(Object point labels)
## Start
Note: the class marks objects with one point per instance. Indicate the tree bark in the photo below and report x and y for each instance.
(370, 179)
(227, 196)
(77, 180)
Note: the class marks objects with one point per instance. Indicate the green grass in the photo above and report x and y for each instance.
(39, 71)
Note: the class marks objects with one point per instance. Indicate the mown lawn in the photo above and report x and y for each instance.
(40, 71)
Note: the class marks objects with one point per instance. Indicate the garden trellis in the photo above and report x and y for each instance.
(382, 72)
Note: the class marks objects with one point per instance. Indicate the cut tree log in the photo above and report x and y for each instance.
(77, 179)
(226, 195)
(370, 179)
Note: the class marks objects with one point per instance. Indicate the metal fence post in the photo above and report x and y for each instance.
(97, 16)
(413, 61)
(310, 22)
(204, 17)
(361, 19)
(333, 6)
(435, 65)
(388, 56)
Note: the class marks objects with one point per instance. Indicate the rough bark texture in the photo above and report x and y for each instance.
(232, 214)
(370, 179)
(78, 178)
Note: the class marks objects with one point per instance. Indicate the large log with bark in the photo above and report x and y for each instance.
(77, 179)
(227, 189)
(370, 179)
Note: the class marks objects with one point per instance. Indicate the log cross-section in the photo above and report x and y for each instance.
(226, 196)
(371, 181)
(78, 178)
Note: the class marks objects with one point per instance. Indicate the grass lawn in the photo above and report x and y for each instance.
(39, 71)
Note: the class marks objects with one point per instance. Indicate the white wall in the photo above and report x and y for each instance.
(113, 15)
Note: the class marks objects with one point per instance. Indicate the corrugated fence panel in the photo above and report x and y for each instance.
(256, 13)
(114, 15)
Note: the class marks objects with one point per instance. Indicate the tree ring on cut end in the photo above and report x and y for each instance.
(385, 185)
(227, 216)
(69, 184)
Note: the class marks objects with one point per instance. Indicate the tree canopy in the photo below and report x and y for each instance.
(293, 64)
## End
▸ SET EXERCISE
Reproduce everything from the line containing "Indicate the grass" down to the end of the material, swapping "instance" for "item" and leaving all else as it stands.

▸ OUTPUT FOR THIS EXERCISE
Note: the class marks objects with one point per item. Indicate the grass lawn in the photo above and report x and y for each item.
(39, 71)
Note: the class marks objects with one point per item. Indicate the white wall in the photo above and report x and y for each item.
(113, 15)
Note: the class marks objects with one point per item. Indicate the corrugated fence panel in the photo above and report x and y for each item.
(256, 13)
(114, 15)
Note: the class marks objects with one point per item. Indicate the tree ring on cut end in the photo above and report x and y for each item.
(385, 185)
(227, 216)
(69, 184)
Note: the class marks objects with one point per item. Indicate the tree canopy in the photo below and report x and y for each item.
(293, 64)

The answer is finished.